> [WHAT YOU ARE ASKED TO DO] Extract every line of the entries below word for word, leaving the pictures out of your answer.

##### EXTRACTED INFORMATION

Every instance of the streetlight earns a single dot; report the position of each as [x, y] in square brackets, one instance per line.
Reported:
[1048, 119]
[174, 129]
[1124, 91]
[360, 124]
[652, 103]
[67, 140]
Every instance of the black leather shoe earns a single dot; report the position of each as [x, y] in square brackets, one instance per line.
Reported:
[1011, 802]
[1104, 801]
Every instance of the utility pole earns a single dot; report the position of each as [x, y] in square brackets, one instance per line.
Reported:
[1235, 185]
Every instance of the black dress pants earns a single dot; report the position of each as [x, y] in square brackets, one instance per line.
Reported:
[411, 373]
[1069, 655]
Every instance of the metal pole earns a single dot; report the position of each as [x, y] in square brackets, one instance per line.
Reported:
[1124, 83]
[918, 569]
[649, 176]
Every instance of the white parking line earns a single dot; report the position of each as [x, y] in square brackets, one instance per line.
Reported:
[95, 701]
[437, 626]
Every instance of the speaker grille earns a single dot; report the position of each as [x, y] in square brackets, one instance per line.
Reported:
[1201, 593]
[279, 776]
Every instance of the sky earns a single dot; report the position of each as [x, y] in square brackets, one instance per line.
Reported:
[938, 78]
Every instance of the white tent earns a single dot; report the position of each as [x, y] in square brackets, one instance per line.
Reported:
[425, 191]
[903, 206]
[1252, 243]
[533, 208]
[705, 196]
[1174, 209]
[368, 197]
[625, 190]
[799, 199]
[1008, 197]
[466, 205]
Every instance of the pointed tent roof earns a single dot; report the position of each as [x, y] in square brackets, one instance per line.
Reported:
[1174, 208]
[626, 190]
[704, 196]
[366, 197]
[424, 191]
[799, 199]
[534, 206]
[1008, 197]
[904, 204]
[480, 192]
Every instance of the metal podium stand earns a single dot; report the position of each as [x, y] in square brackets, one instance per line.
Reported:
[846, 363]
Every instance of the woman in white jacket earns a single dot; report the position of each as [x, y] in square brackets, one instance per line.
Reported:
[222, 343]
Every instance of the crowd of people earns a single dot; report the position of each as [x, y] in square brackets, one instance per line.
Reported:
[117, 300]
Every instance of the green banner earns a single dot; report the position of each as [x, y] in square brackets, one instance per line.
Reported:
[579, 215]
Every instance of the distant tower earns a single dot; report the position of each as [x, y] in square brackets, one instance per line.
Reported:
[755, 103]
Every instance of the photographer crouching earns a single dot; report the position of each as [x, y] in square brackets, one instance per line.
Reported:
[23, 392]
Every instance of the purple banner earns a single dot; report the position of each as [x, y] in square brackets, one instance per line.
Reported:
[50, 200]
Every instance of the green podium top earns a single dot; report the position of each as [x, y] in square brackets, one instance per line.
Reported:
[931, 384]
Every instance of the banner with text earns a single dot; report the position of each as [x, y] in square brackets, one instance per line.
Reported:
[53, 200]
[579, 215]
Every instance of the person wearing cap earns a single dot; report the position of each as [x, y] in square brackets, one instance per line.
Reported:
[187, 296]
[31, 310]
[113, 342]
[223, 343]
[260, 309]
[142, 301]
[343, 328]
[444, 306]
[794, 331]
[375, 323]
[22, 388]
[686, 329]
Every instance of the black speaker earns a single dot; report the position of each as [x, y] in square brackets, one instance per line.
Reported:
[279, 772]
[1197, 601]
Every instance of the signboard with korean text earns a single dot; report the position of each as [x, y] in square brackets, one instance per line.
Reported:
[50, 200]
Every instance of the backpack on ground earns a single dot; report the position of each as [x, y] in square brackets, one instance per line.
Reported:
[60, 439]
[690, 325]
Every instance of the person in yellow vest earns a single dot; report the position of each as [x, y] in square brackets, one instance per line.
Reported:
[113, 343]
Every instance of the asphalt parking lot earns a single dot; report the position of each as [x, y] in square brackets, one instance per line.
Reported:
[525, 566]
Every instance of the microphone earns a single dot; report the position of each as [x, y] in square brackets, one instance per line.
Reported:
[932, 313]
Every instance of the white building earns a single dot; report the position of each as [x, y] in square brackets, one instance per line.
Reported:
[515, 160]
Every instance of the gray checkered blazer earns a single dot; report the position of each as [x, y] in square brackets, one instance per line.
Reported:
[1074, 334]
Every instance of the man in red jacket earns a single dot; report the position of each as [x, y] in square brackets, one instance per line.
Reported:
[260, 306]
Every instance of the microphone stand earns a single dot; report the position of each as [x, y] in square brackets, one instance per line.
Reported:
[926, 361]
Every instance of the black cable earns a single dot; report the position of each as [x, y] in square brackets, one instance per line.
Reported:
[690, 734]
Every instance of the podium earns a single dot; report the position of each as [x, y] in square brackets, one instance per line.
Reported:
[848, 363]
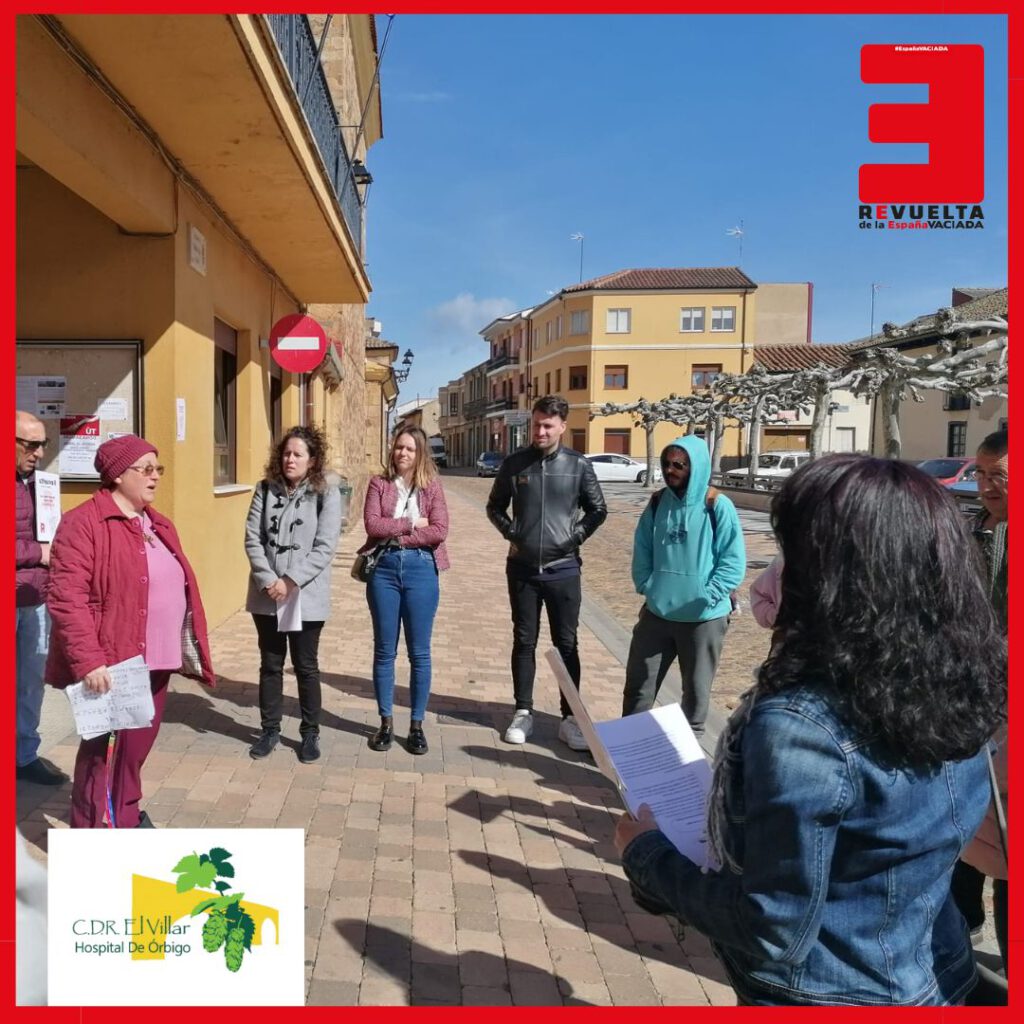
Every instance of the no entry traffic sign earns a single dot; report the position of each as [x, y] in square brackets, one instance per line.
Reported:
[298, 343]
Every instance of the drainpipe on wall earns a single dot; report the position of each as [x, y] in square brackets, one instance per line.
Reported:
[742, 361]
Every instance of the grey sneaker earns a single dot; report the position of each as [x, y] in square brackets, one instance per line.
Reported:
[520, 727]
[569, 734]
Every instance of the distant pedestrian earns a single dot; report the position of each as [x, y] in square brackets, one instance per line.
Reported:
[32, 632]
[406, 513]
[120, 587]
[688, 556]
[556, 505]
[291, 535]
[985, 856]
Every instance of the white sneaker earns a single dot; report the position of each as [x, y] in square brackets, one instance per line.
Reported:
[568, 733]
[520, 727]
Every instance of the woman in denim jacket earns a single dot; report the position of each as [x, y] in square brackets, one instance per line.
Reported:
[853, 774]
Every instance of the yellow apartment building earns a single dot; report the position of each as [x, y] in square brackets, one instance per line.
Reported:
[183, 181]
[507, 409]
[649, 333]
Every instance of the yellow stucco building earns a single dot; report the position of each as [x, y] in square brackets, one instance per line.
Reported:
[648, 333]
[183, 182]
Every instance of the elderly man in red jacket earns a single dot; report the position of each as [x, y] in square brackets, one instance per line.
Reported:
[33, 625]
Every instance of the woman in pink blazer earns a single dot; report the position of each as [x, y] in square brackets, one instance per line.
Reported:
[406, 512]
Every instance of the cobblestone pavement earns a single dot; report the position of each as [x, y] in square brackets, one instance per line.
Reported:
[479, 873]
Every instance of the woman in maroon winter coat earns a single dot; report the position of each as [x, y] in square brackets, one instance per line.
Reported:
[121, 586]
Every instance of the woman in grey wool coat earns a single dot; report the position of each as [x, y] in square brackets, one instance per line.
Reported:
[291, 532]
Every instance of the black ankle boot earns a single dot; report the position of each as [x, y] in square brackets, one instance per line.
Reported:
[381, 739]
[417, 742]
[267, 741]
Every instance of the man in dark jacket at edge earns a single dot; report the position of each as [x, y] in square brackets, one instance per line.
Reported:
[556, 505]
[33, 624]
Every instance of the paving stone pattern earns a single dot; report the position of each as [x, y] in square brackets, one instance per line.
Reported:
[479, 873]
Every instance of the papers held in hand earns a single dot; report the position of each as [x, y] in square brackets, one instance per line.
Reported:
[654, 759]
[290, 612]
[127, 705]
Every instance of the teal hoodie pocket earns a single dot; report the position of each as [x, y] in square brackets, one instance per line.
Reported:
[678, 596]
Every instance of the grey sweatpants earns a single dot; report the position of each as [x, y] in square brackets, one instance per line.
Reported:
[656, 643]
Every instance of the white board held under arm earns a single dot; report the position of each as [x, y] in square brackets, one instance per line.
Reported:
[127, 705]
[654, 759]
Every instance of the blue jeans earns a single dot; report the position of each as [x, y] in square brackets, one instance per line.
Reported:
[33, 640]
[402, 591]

##########

> [TASK RESPONSE]
Every instance of the streetlight earns a single dot; report the position of each as [x, y] in square brackets, one instance per line.
Reported:
[1048, 119]
[174, 129]
[1124, 91]
[360, 124]
[652, 103]
[67, 140]
Every instance of the black leather shoe earns a single dot; report the position of each as [x, y] in square brackets, one instance per line.
Reported:
[1011, 802]
[1104, 801]
Every instance of the utility pole earns a single dot; report the position of each as [x, y] in square brackets, one instance per line.
Reported:
[1235, 185]
Every instance of the black dress pants earns a single dot; report the position of each as [x, y] in square brackets, one instance per line.
Reported:
[411, 373]
[1069, 655]
Every instance of the metal pole earns a single dot; report the position of each as [x, y] in square brackets, one instance per line.
Reported:
[1124, 83]
[918, 569]
[649, 176]
Every instance of the white parking line earns a single dot; report the position of each as [x, y] in square brackets, one instance per line.
Reported:
[95, 701]
[437, 626]
Every instance of the speaker grille earns a single dot; report the position of each as [x, y] in square brackets, one instance per line.
Reported:
[1201, 593]
[279, 776]
Every instance of the sky earns a single dot; report the position of each as [x, y] in square brackets, one instance per line.
Reported:
[938, 78]
Every instance of the white tent earns a single dot; report the position of each as [x, y] in square brackets, one instance per line.
Reported:
[425, 191]
[903, 206]
[1252, 243]
[533, 208]
[705, 196]
[1174, 209]
[368, 197]
[625, 190]
[799, 199]
[1008, 197]
[466, 205]
Every instance of the pointed tent roof earns a single dot; report the position of each as [x, y] in square brackets, one instance per line.
Reported:
[1174, 208]
[626, 190]
[704, 196]
[366, 197]
[424, 191]
[799, 199]
[534, 206]
[1008, 197]
[904, 204]
[480, 192]
Every instance of the metal podium stand earns a single dot; report the position of each as [x, y] in square brackets, one instance per line.
Reported:
[846, 363]
Every instance of the woman in white jacket earns a single dot; report the position of each as [x, y] in square brackets, one instance per line.
Reported:
[222, 343]
Every instance of the crowd of people earns a single dot; report the position of each as [x, y] in square brackets, one instance per line.
Reported:
[117, 300]
Every instance of the green banner earns a single dot; report the position of each as [x, y] in square brackets, one instance per line.
Reported:
[579, 215]
Every instance of the distant tower earns a single dot; report the position of each as [x, y] in square brackets, one instance per line.
Reported:
[755, 103]
Every instance of the photographer crouching earns a single dot; report the position of each as [x, y] in square brackets, one instance per line.
Reported:
[23, 392]
Every instance of the purple banner earns a single dot; report the position of each as [x, y] in square brackets, one instance per line.
Reported:
[50, 200]
Every instance of the green podium top earns a single dot; report the position of each as [x, y] in square brackets, one instance per line.
Reported:
[931, 384]
Every instance of the banner with text earns a single dot; report the position of each as [x, y] in square brackets, one instance per line.
Reported:
[53, 200]
[579, 215]
Every instance of the person wearing cap earns a single dot; report the position of each as [x, y] in square brackets, one instance per line.
Reported:
[187, 296]
[31, 310]
[113, 342]
[223, 343]
[260, 309]
[142, 301]
[343, 328]
[444, 306]
[794, 331]
[375, 323]
[22, 388]
[686, 329]
Every instance of the black speaker earns a single dot; report the position of each as [x, y] in square brackets, one instance per line.
Reported:
[279, 772]
[1197, 601]
Every instance of the signboard with korean text earns a single dot; report the position of each as [x, y] in square brackets, one instance per line.
Reported:
[50, 200]
Every instance of the backpack on ground earns a single dot; report the position of each as [x, y] in square brackets, one instance per line.
Reported:
[60, 439]
[690, 325]
Every instance of the person in yellow vest earns a single dot; report the position of each as [x, y] in square brackets, one instance per line.
Reported:
[113, 343]
Every instance of the asphalt parking lot earns a single dot; report the position of each as [x, y] in square brackets, one instance per line.
Reported:
[525, 566]
Every instance of the microphone earns a single dot; report the position of each as [x, y] in square brackets, one instance per line.
Reported:
[932, 313]
Every instance of the white building earns a single dot; report the position of each as [x, y] in square brackets, one instance per line.
Reported:
[515, 160]
Every instance of the gray checkered blazer earns a single dot; report the position of each as [x, y] in square brackets, one instance per line.
Reported:
[1074, 334]
Every instance of the man in red jacket earns a single dot; report the position of each as [x, y] in square brackets, one instance per line.
Reported:
[260, 306]
Every instance of the microphone stand earns a single dot; report the position of each as [x, y] in square brackets, one instance per line.
Reported:
[926, 361]
Every instance of the black cable earns a single dot; report the position of each as [x, y] in square brackets, one instance per line.
Reported:
[690, 734]
Every instance of the podium earns a single dot; report the position of each as [x, y] in square brackets, one instance per line.
Reported:
[848, 363]
Every instance of the no entry traffic sign earns a single dot; report the position of each as [x, y] in square brackets, one instance per line.
Reported:
[298, 343]
Every instance of the drainpipe on wall earns a single dot; report the position of each as [x, y] in square brackets, one instance per line.
Reported:
[742, 361]
Every instance of the grey sneaker earns a single dot; report the position of each as [x, y] in square brackets, one instance per line.
Reported:
[520, 727]
[569, 734]
Every instance of the distant pedestrian earns a single dot; report the position of each as [x, y] in square brackets, one instance per line.
Reported:
[32, 632]
[406, 513]
[120, 587]
[688, 556]
[556, 505]
[291, 535]
[985, 856]
Every instance of the white sneaker earns a single dot; report the position of each as [x, y] in square brackets, one instance per line.
Reported:
[568, 733]
[520, 727]
Every instance of the woman in denim jacket earns a single dot; report the position of each as [x, y] in square brackets, one instance per line.
Reported:
[853, 774]
Every instance of the yellow apartment building earns a single dot; report the position of each as [x, y] in square brackets, one instance per line.
Reported:
[183, 181]
[507, 409]
[649, 333]
Every instance of the yellow stucco building earns a single dot; report the position of each as [x, y] in square brackets, one instance per line.
Reported:
[648, 333]
[183, 182]
Every instance of the elderly man in red jacket earns a single dot; report the position of each as [x, y] in square brackets, one instance per line.
Reported:
[33, 625]
Every instance of the woman in pink blazer earns a single dot; report the position of each as [x, y] in square brackets, one instance per line.
Reported:
[406, 512]
Every instance of the cobblestone pavement earns a single dot; report the position of each as [x, y] in square brackets, one instance per line.
Reported:
[479, 873]
Every instance of the woman in maroon winter coat earns a single dot; report the position of each as [x, y] in square brackets, one instance per line.
Reported:
[121, 586]
Every instance of the woman in grey wool coat earns a single dot; report the position of each as [x, y] in square brackets, one instance per line.
Reported:
[291, 532]
Every instance of the black ankle boot earns a single dot; report the position of each as [x, y] in square brackets, one instance per line.
Reported:
[381, 739]
[417, 742]
[267, 741]
Every instance of the man in dark jacket at edge earns a single dot; report the position of each as [x, y] in square brackets, one instance per line.
Reported:
[556, 505]
[33, 624]
Every instance of the paving stone pattern earns a single dot; report the position of each as [x, y] in square brackets, one instance per line.
Reported:
[479, 873]
Every instance of the papers held in hand earns a single dot; report the position of each as [x, y] in square brackets, one instance per line.
Reported:
[654, 759]
[290, 612]
[127, 705]
Every instance of the teal hoodie pocket earns a single dot; report the position of each as [x, y] in square brackets, one instance per line.
Reported:
[678, 596]
Every instance of the grey sweatpants earns a single dot; report the position of each as [x, y] in square brackets, one instance per line.
Reported:
[656, 643]
Every instance of the white board held under arm earns a single dot; report the position of each as [x, y] in square brackets, one instance per line.
Reported:
[127, 705]
[654, 759]
Every instance of the blue jeans earns a single dot; report the position of each as [x, y] in square brackets, one instance per line.
Reported:
[33, 640]
[402, 591]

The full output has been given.